# [Goal of the exercise]
Copy every one of the rows below, swapping "list the coordinates" for "write out the coordinates" wherever it occurs and leaving all else as it stands. Omit the pictures.

# [Rows]
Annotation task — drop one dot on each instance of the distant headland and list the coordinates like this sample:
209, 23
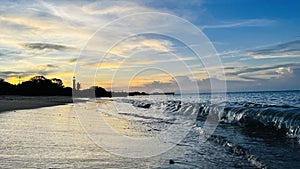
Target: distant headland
41, 86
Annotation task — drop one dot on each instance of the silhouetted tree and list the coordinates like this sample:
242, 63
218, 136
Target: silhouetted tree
6, 88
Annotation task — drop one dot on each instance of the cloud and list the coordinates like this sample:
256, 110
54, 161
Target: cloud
288, 49
45, 46
242, 23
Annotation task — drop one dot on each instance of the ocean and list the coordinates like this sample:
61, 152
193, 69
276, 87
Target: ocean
236, 130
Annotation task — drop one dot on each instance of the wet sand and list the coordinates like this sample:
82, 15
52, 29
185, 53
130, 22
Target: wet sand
10, 103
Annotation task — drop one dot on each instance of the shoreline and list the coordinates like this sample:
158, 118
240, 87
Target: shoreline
12, 103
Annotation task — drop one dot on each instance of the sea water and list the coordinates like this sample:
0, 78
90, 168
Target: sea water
251, 130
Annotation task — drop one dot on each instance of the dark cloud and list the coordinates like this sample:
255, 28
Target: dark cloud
43, 46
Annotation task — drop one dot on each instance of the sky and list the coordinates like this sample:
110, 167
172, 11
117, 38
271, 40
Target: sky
154, 46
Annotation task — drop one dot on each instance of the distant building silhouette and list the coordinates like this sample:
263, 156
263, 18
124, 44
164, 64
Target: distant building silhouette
74, 83
78, 86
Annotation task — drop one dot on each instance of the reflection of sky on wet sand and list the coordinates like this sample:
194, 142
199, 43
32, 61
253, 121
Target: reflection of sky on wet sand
51, 137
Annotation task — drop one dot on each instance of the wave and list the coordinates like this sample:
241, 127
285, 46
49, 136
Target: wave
284, 120
280, 119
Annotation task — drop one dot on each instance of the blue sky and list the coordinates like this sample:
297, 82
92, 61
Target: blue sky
257, 42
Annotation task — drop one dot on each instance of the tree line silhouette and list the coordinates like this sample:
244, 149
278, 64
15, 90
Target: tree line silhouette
36, 86
41, 86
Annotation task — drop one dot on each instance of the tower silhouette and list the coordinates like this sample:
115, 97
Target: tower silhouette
74, 83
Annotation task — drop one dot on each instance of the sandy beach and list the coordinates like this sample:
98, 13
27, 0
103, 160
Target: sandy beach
10, 103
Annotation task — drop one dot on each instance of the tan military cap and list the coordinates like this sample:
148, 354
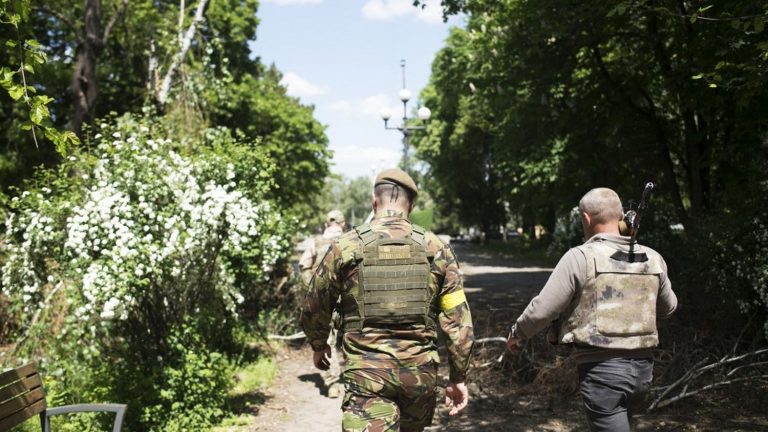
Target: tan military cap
397, 176
335, 216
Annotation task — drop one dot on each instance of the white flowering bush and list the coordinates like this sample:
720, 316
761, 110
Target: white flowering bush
135, 237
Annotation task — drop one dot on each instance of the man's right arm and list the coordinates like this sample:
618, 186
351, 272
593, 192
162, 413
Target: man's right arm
555, 297
666, 302
319, 301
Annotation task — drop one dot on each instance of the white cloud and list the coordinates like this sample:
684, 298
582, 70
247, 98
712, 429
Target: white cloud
342, 106
369, 107
386, 10
356, 160
300, 87
292, 2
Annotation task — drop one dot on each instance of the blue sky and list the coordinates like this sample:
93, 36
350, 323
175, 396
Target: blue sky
343, 57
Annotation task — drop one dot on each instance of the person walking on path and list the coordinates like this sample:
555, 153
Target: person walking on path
308, 263
397, 283
603, 297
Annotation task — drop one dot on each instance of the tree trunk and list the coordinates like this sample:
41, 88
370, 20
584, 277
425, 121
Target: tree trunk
84, 83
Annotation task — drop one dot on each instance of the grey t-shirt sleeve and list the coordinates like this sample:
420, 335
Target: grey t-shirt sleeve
666, 302
556, 295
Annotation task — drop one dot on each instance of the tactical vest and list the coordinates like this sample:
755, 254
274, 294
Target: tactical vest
616, 307
393, 283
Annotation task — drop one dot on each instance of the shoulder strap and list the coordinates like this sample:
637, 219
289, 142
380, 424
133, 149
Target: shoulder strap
366, 234
418, 235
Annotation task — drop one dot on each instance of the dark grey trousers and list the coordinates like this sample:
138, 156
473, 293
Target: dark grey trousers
612, 390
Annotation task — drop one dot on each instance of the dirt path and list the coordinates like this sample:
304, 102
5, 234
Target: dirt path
498, 288
297, 401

# [Reply]
Annotation task — drop one dot on each instance of the distant headland and write out the coordinates like this sample:
209, 23
Target: distant headland
41, 86
Annotation task — drop one dot on each instance of the silhouetted tree and write out the coordinates like this sample:
242, 63
218, 136
Target: silhouetted tree
6, 88
Annotation task — drop one dot on each instance of the cloud and write out the coordinates like this sample:
256, 110
54, 161
Target: cloud
288, 49
45, 46
242, 23
Annotation task — drop one dot on each instance of the ocean and write out the coordinates like this sample:
61, 152
193, 69
276, 87
Target: ocean
236, 130
Annotation task — drop one dot on each instance of the wet sand and write out the coordinates like this sample:
82, 15
52, 29
185, 53
130, 22
Target: wet sand
10, 103
Annotation task — drop one dot on each instance of the shoreline and write out the coordinates like this sample:
158, 118
240, 87
Target: shoreline
12, 103
Annotation task — drop one dot on each instance of the sea water and write out the coordinates like this sample:
0, 78
90, 168
Target: sea water
251, 130
Annotation task — drop one dot on each instance of the dark cloud and write out the coordinates like this sample:
255, 28
Target: dark cloud
43, 46
Annotation task — drop one dot on each instance of the sky and write out the coordinates like this sample:
110, 167
172, 11
117, 38
271, 40
Target: sky
154, 46
Annotation task — drop one dot on each instance of the distant building silhouette and write out the coordinates like this sample:
263, 156
263, 18
124, 44
164, 64
Target: distant building silhouette
74, 83
78, 86
Annotation task — drop one dot on each instance of the reflection of sky on wet sand and write out the coordinates like this sample:
194, 142
199, 43
32, 61
253, 121
Target: reflection of sky on wet sand
51, 137
Annotation task — drop one dot on each instance of the wave and write out the coordinates like this sample:
241, 127
285, 46
49, 136
Target: wave
284, 120
280, 119
Annotation task — drop one dot on each instance of the blue sky and write out the coordinates like this sample:
297, 82
92, 61
Target: blue sky
257, 42
Annotation task — drop one dot on each instance of the tree line silhouette and write out the coordinates like this sample:
244, 149
278, 64
15, 90
Target: tree line silhouette
36, 86
41, 86
Annotation task — drop one dot on each instance of the tower silhouette and write out the coordinates like this sample:
115, 97
Target: tower silhouette
74, 83
Annotation task — drop one dot on each instance of the sandy beach and write out the coordinates like this sample:
98, 13
27, 0
103, 160
Target: sandy beach
10, 103
Annotation task — drop one dot on each instance of the tan military cap and write out the coordinates like this sample:
148, 354
Target: tan military cap
397, 176
335, 216
Annotation task — drop one dot on each instance of the white flowering bush and write out the coordinates like this sample:
720, 316
761, 110
Target: white flowering bush
135, 237
Annotation task — drop one dot on each instance of the man's right arm and write out the coordinates like this sample:
618, 186
351, 272
593, 192
162, 413
Target: man's right arm
555, 297
666, 302
319, 301
Annotation task — drop one dot on each instance of the white cloud and write out the coordinates like this sample:
684, 298
582, 70
247, 98
712, 429
Target: white cloud
342, 106
369, 107
386, 10
356, 160
300, 87
292, 2
Annotation task — drop one dot on each instance of the blue sky and write out the coordinates like this sample:
93, 36
350, 323
175, 396
Target: blue sky
343, 57
Annotation task — drop one dot on each instance of the person walking on path and write out the coordinates like this sample:
555, 153
Target: person walking on path
308, 263
397, 283
603, 297
Annotation task — drop one dot on each instance of the tree trunk and write out the coordinates like this sample:
41, 88
370, 20
584, 277
425, 121
Target: tree trunk
84, 83
Annotation task — drop one dot on each instance of the grey t-shirt sleeve and write out the coordinates like this sample:
420, 335
Target: grey t-shirt sleeve
666, 302
556, 295
Annotation task — drop one dot on each instance of the tactical vest and write out the coordinates like this sample:
755, 254
274, 294
Target: tactical vest
616, 307
393, 283
Annotation task — drop one dot on each instance of the shoulder strap and write out the coordinates like this sample:
637, 219
289, 142
380, 424
133, 149
Target: shoulder strap
366, 234
418, 235
Annotation task — drop one dot on each instance of the dark grey trousers and write out the coordinates like this sample:
138, 156
473, 293
Target: dark grey trousers
612, 390
Annotation task — drop one dot on each instance of the dirt path and write out the coordinates like this sample:
304, 102
5, 234
Target: dirt path
498, 288
297, 401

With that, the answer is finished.